TASK STATEMENT:
In the forum thread below, what does Dijita say the money used to help people will neither make you?

Re: Should I Bring Her Over To The US? by Amanee(f): 11:39am On Dec 21, 2020
cooooooks:
Some would. Many do not want to "date down" and see people who are in Nigeria or without papers as beneath them.


I'm talking about the lady in question
Re: Should I Bring Her Over To The US? by cooooooks(m): 11:39am On Dec 21, 2020
He doesn't want to be another story that touches. It is not childish at all.

In our parents generation that people like praising for "submissive" women, being in a safe environment brought out their true colours.

pozehnani:
Childish behavior. Why the fend for yourself idea when you plan to marry her?
She should dump you and never look back because your type can make marriage hellish for a woman.

This mentality of yours is so bad and it will make you lose a lot. You better drop it before aze wunyen a gba gi there.

2 Likes

Re: Should I Bring Her Over To The US? by Dijita: 12:06pm On Dec 21, 2020
I am sorry to say that I feel you are a selfish person to have a list of what you cannot do to help people. It is money. The money you are going to use to help people is neither going to make you poor nor rich. Let say you help her here and you did not get to marry her. Is that going to bring you down? Is it going to rub you of your own achievement? If you are in the position to help people help them. You never know tomorrow.

Stored data
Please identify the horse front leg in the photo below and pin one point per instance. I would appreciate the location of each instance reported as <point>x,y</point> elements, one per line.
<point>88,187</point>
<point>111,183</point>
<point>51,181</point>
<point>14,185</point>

SOLUTION FOR THIS EXERCISE:
Neither poor nor rich.